[原始文档]:
========================
这是MAT344H1S,Introduction to Combinatorics的一次作业分析,相关内容可以参考Toronto大学那个链接。

Problem 1.

In a string, distance between two symbols is the number of symbols between them plus one. For example, in a string $x y y x, y$ is at distance 1 from another $y,$ and $x$ is at distance 3 from another $x$. Find the number of $X$ -strings, with $|X|=k,$ of length $n$, such that the minimal distance between any two identical symbols is $\mathrm{k}$.

Proof .

找到递推公式,递推公式长得像一个高阶线性递归,然后求解特征多项式的根把通解找出来,这题可以求解出来,不好求解的情况也可以用生成函数法对生成函数做一定的变形然后捅出一点东西来。

Problem 2.

For a given positive integer $k,$ a quadratic polynomial with bounded integer coefficients has the form $P(x)=a x^{2}+b x+c,$ where $a, b, c$ are integers in the range $[-k, k] .$ There are $2 \mathrm{k}(2 \mathrm{k}+1)^{2}$ of these $-$ note that $\mathrm{a}$ cannot be $0 .$ Show that there are $\mathrm{k}(3 \mathrm{k}+1)$ of these polvnomials which have 1 as a root, that is, with $P(1)=0$.

Proof .

这个题就是用韦达定理,为1是一个根的多项式具有这种形式

$$P(x)=(x-1)(sx+t)$$

然后就可以算出来所有的满足条件的多项式有多少种,本质上变成了一个线性规划区域里面数整点的问题,一般的情况也可以用pick定理算出来有多少组解,pick定理在任何一本介绍凸体的书里面都会讲。

pick定理的证明也不难,只需要对simplex证明然后拼起来。

Problem 3.

Show that, if the minimal number of edges that can be removed from an Eulerian graph G so that it stays Eulerian is $k, G$ has a subgraph isomorphic to the cyclic graph $\mathrm{C}_{\mathrm{k}}$

Proof .
========================
[练习任务]:
#1 用两句话概括这份组合数学作业分析。
#2 从最后一句之后续写这份组合数学作业分析。
后面的各行用不上。

[原始摘录]:
========================
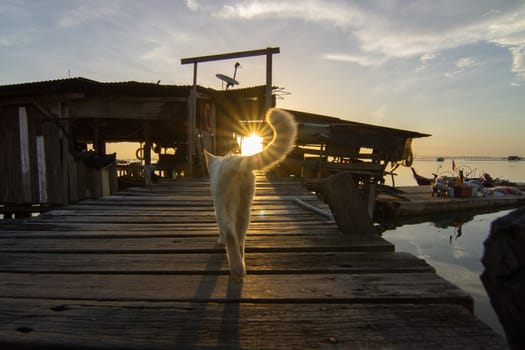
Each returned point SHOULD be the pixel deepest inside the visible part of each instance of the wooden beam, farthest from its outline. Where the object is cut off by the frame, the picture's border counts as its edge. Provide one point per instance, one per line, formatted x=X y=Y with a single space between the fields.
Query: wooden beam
x=227 y=56
x=25 y=164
========================
[练习结果]:
#1 这是MAT344H1S组合数学入门课程一次作业的分析，列出了三道题，其中前两道附有解题思路。第1题的思路是先找递推公式，再求特征多项式的根得出通解；第2题则借助韦达定理把多项式写成(x-1)(sx+t)的形式，将计数化为数整点的问题，并提到可用pick定理求解。

#2
这个题的claim的逆命题是显然的,同时我们也可以得到,这个图不可能包含$C_t$,对任意$1\leq t\leq k-1$成立。

难度在于怎么证明一定包含$C_k$,现在我们设想一个图,这个图可以一笔画,但是不包含所有的$C_t$,$1\leq t\leq k-1$,同时他去掉k个边还可以一笔画,这k个边一定得要是联通的,否则会和k的最小性矛盾。

我们分析这k一条边的位置,根据Eulerian图的刻画定理,我们知道每个顶点出来的被去掉的图的degree都是偶数,我们的目标是证明,这个数是2,这个数不能超过2的理由是如果超过2,我们总是可以构造一个子图顶点数比k更小,然后原图去掉这个子图之后还是euler图。

所以这个图一定包含一个$C_k$.

Problem 4.

Let $f(n)$ denote the number of ways to cover a $2 \times n$ rectangle with $n$ rectangles of size $2 \times 1$ that are blue or red. Give a combinatorial proof that
$$
f(2 k+1)=2 f(k)^{2}+8 f(k) f(k-1)
$$

如果不需要combinatorial证明的话可以直接进行一波归的递,组合证明我也不知道怎么找,不够聪明。

Problem 5.

In the group stage of a tournament, 32 teams are separated into 8 groups of $4 .$ Every team plays each other team in their group twice, playing 6 games total. Games may end in a tie. Show that there will be two teams with the same win-loss-tie record.

直接进行一波抽屉原理的应用

Problem 6.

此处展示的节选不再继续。